** start Data for this exercise **
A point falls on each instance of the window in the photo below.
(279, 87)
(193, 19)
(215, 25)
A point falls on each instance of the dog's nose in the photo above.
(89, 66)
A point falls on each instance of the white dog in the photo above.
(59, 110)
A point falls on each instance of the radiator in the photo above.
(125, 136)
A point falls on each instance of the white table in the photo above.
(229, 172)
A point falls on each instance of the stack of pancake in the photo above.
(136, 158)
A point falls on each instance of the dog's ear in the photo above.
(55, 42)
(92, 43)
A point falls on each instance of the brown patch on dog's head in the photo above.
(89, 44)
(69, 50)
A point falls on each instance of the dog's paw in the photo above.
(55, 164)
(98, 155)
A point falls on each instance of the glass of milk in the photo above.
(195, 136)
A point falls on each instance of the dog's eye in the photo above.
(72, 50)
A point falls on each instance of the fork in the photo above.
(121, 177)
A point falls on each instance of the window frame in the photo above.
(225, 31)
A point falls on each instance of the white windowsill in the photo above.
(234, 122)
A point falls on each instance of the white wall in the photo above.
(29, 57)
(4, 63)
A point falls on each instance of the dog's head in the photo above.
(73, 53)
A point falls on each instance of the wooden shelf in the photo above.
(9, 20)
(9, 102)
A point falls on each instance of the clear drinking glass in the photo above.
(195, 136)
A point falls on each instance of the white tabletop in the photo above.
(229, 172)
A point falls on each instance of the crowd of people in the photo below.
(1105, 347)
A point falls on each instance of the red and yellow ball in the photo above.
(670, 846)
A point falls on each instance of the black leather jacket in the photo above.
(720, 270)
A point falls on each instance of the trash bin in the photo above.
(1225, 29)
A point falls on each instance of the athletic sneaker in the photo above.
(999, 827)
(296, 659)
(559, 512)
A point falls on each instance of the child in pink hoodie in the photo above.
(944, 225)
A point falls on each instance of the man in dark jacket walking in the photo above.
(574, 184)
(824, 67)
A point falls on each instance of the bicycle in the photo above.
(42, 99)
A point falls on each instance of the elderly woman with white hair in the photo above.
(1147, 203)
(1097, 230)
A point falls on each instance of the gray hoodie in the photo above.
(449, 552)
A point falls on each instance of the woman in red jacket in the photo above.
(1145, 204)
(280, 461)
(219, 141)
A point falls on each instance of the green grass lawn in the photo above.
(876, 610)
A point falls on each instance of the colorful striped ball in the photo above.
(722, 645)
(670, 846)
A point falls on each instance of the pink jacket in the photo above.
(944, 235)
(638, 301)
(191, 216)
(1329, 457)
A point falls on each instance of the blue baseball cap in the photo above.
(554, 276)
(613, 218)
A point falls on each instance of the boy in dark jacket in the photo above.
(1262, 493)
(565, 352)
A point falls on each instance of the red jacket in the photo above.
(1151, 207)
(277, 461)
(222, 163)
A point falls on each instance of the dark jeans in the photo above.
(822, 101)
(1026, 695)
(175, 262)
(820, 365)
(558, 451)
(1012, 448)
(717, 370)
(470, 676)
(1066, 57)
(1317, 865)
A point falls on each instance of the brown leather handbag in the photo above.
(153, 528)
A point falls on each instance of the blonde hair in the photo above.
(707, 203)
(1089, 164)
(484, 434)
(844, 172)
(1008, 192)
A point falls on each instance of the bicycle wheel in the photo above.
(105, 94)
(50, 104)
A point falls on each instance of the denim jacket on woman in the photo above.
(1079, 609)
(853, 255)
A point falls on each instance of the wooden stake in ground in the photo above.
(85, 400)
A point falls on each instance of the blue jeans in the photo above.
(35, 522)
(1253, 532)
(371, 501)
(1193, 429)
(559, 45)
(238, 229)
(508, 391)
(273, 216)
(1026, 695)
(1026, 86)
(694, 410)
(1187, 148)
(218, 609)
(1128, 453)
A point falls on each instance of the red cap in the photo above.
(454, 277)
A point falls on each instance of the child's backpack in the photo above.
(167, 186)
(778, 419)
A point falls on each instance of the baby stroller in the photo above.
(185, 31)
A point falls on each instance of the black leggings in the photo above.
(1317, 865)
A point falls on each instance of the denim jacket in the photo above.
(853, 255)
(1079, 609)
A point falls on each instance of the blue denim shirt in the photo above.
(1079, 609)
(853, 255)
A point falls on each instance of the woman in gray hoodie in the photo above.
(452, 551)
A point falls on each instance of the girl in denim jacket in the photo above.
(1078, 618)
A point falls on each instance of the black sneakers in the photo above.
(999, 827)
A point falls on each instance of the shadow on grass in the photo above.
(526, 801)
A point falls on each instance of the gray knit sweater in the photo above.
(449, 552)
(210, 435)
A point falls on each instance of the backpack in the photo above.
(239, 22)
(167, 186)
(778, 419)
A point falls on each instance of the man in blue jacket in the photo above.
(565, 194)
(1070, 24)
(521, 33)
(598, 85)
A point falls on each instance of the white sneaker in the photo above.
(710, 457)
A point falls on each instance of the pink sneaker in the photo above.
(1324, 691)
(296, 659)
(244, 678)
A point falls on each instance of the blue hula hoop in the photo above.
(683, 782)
** end Data for this exercise **
** start Data for this exercise **
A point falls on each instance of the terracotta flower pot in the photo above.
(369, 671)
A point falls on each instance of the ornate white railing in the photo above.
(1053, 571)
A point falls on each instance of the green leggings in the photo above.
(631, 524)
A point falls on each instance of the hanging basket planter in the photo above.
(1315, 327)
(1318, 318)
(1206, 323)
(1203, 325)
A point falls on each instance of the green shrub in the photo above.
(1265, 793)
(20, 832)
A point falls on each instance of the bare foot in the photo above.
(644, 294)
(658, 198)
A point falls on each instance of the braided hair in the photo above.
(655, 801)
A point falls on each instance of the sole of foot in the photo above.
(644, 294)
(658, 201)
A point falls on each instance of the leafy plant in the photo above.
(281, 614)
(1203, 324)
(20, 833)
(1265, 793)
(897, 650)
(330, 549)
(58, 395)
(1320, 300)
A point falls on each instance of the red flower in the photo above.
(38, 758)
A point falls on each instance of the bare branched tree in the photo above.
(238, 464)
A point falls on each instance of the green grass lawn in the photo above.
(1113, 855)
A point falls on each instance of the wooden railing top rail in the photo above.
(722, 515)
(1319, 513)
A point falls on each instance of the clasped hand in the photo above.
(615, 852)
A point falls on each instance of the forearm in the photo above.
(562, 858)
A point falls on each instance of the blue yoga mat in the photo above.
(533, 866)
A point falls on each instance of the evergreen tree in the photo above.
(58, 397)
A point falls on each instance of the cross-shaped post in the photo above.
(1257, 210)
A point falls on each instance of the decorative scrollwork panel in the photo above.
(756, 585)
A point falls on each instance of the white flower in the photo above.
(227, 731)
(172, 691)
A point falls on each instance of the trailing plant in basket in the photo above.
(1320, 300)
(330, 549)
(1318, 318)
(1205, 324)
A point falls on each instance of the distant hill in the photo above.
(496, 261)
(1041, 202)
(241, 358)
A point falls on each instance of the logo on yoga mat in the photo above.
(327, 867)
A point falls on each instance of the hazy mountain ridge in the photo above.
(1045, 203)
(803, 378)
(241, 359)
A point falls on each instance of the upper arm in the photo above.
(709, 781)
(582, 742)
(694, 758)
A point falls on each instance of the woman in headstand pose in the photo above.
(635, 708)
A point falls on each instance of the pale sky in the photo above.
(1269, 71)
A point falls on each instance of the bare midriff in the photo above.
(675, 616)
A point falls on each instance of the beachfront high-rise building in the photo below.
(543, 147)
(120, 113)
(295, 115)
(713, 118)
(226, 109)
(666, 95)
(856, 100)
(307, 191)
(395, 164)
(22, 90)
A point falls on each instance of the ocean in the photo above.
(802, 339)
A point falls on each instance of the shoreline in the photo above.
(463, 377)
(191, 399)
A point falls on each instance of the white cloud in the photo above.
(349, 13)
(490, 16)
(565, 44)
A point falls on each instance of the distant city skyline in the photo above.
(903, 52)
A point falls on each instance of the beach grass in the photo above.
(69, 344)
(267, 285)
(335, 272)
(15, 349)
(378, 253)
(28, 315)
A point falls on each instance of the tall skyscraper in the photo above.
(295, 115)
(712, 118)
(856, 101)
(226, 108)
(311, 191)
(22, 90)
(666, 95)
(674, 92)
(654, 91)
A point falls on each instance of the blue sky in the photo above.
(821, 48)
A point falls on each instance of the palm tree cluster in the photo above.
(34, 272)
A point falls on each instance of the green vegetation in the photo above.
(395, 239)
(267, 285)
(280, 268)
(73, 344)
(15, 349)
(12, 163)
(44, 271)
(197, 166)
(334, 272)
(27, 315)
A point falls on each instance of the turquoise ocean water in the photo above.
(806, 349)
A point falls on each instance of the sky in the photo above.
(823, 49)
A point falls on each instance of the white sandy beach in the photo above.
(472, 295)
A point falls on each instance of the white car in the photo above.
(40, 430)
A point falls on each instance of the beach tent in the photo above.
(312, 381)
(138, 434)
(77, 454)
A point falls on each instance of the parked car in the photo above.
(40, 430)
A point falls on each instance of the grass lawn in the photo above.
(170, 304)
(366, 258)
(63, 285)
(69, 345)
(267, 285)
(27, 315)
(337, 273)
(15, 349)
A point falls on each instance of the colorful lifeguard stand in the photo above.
** end Data for this exercise **
> _What the task requires_
Extract every line in the rows above that contains the word "bicycle". Case counts, so match only that exact capitalization.

> _Solved exercise_
A point falls on each instance of the bicycle in the photo above.
A point falls on each instance of the bicycle wheel in the photo above.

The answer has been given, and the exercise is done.